---------- Data shown ----------

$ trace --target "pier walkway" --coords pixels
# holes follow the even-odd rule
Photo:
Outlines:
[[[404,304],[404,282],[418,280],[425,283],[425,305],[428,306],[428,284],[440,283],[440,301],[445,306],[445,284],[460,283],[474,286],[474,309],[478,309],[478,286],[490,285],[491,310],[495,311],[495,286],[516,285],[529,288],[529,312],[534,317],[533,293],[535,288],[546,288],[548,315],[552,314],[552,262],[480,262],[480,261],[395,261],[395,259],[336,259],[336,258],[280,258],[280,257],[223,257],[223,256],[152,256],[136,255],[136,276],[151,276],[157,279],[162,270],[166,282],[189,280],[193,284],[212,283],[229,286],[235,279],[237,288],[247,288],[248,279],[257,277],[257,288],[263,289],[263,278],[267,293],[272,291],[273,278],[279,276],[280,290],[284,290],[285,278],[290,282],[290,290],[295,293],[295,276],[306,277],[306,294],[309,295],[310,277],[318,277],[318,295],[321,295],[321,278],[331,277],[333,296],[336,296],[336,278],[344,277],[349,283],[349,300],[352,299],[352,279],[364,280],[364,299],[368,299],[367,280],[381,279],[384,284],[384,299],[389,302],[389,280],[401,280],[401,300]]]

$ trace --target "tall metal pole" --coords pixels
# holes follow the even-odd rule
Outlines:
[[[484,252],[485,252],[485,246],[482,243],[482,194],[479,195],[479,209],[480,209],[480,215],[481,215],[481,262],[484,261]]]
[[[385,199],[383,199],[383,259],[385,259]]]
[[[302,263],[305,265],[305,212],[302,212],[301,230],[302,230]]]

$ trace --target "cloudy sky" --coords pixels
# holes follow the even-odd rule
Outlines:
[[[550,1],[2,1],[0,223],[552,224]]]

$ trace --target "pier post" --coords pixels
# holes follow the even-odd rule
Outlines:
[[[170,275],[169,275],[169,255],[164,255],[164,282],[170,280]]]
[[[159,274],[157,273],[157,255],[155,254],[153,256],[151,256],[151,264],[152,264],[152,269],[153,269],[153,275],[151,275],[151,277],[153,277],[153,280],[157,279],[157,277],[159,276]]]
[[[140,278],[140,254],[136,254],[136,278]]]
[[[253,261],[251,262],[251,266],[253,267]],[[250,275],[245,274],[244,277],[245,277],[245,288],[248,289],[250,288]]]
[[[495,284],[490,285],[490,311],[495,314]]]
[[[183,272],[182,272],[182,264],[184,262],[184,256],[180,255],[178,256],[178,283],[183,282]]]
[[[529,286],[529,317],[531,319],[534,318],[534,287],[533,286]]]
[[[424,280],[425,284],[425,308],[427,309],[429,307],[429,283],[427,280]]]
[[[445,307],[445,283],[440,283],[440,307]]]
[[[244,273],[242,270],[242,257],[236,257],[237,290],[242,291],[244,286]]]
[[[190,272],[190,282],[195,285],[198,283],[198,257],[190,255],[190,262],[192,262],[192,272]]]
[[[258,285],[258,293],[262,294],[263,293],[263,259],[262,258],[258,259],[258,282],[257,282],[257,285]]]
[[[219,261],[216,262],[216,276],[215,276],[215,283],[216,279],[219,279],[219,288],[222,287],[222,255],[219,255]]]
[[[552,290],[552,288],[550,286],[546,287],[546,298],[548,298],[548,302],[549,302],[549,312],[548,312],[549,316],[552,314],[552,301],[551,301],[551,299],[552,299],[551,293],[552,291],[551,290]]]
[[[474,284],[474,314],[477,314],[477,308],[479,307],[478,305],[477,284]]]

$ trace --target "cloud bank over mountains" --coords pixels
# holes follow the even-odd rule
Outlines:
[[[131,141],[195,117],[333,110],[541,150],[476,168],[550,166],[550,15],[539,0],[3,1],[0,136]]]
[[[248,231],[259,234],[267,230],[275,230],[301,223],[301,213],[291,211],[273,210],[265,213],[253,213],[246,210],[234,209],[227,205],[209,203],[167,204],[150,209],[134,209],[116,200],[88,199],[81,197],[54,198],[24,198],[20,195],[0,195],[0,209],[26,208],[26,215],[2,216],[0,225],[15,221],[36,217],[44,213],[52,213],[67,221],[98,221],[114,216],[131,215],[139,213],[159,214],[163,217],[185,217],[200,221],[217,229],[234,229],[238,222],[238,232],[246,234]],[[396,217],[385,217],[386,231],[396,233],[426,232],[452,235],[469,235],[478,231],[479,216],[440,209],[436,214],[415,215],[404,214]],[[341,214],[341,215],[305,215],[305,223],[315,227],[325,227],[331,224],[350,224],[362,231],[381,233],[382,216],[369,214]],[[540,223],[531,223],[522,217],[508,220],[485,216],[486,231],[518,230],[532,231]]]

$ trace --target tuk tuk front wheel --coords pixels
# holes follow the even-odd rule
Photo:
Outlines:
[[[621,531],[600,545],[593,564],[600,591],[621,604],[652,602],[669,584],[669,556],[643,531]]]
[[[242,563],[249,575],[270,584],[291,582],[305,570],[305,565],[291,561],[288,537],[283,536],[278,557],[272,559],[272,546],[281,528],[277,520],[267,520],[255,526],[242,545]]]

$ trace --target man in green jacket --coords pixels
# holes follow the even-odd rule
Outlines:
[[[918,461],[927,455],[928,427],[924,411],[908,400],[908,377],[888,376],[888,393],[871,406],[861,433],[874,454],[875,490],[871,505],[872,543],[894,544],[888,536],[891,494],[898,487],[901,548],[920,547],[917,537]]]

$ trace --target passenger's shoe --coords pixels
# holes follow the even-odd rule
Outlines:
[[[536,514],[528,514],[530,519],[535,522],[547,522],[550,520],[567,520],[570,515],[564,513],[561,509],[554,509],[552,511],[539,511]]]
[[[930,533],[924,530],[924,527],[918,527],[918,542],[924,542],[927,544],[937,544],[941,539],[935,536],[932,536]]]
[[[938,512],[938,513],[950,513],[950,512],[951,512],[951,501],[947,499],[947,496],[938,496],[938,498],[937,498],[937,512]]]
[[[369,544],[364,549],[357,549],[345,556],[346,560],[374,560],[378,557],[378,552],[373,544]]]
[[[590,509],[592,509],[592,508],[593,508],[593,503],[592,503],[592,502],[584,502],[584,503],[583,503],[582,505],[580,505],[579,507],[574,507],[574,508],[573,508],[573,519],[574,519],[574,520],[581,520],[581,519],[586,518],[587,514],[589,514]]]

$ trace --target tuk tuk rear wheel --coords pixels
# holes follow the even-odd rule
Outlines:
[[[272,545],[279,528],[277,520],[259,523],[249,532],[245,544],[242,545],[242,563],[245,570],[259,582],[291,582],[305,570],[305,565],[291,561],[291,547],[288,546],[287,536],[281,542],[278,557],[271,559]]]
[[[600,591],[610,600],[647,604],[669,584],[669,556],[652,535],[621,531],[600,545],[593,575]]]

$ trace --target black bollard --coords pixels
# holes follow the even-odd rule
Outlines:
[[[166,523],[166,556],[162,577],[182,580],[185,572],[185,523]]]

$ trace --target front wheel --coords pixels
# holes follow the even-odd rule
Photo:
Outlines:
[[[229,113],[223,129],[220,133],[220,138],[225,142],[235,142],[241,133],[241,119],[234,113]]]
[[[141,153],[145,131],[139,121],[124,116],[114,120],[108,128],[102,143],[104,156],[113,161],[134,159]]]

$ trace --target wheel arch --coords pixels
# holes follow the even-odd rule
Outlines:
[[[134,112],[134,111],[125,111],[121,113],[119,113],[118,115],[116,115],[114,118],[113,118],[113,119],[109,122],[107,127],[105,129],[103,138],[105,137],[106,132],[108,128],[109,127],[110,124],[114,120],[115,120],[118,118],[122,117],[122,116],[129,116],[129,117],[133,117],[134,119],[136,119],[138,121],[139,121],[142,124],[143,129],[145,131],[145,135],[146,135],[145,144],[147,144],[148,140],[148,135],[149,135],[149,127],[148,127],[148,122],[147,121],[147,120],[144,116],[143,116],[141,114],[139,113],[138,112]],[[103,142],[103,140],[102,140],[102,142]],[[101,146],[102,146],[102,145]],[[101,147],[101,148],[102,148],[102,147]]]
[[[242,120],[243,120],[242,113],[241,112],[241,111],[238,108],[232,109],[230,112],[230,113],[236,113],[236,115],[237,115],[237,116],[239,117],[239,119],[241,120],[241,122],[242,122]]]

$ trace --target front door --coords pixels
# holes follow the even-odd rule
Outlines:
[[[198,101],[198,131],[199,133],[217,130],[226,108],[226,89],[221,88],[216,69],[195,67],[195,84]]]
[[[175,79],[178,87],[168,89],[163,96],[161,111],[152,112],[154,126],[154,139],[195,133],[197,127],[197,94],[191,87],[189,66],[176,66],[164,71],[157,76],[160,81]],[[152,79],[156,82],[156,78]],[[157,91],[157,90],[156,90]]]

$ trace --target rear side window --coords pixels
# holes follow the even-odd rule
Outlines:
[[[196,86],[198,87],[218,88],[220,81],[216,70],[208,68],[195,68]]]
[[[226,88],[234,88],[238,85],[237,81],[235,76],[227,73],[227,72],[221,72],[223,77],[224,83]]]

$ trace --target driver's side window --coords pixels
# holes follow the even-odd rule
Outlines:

----------

What is asked: Copy out the lines from the one with "tuk front wheel --coords pixels" to the one with "[[[166,523],[166,556],[162,577],[182,580],[185,572],[185,523]]]", including both, and replace "green jacket" with "blue coat" while leaving the rest as is.

Exercise solution:
$ trace --target tuk tuk front wheel --coords pixels
# holes follow the even-odd rule
Photo:
Outlines:
[[[621,531],[600,545],[593,564],[600,591],[621,604],[652,602],[669,584],[669,556],[643,531]]]
[[[242,563],[249,575],[270,584],[291,582],[305,570],[305,565],[291,561],[288,537],[283,536],[278,557],[272,559],[272,546],[281,528],[277,520],[267,520],[255,526],[242,545]]]

$ trace --target man in blue coat --coords pixels
# holes follow the even-odd rule
Outlines:
[[[918,461],[927,455],[928,427],[924,411],[908,400],[908,377],[888,376],[888,393],[871,406],[861,433],[874,454],[875,490],[871,505],[872,543],[894,544],[888,536],[891,494],[898,487],[901,548],[920,547],[917,537]]]

$ trace --target passenger's shoe --coords pixels
# holes follow the even-odd rule
Outlines:
[[[536,514],[528,514],[530,519],[535,522],[547,522],[550,520],[567,520],[570,515],[564,513],[561,509],[554,509],[552,511],[539,511]]]
[[[930,533],[924,530],[924,527],[918,527],[918,542],[924,542],[927,544],[937,544],[941,539],[935,536],[932,536]]]
[[[938,512],[938,513],[950,513],[950,512],[951,512],[951,501],[947,499],[947,496],[938,496],[938,498],[937,498],[937,512]]]
[[[369,544],[364,549],[357,549],[345,556],[346,560],[374,560],[378,557],[378,552],[373,544]]]
[[[590,509],[592,509],[592,508],[593,508],[593,503],[592,503],[592,502],[584,502],[584,503],[583,503],[582,505],[580,505],[579,507],[574,507],[574,508],[573,508],[573,519],[574,519],[574,520],[581,520],[581,519],[586,518],[587,514],[589,514]]]

$ trace --target tuk tuk rear wheel --coords pixels
# holes follow the even-odd rule
Outlines:
[[[272,545],[279,528],[277,520],[259,523],[249,532],[245,544],[242,545],[242,563],[245,570],[259,582],[291,582],[305,570],[305,565],[291,561],[291,547],[288,546],[287,536],[281,542],[278,557],[271,559]]]
[[[600,591],[610,600],[647,604],[669,584],[669,556],[652,535],[621,531],[600,545],[593,575]]]

$ trace --target black bollard --coords pixels
# holes follow the even-odd rule
Outlines:
[[[166,523],[166,556],[162,577],[182,580],[185,572],[185,523]]]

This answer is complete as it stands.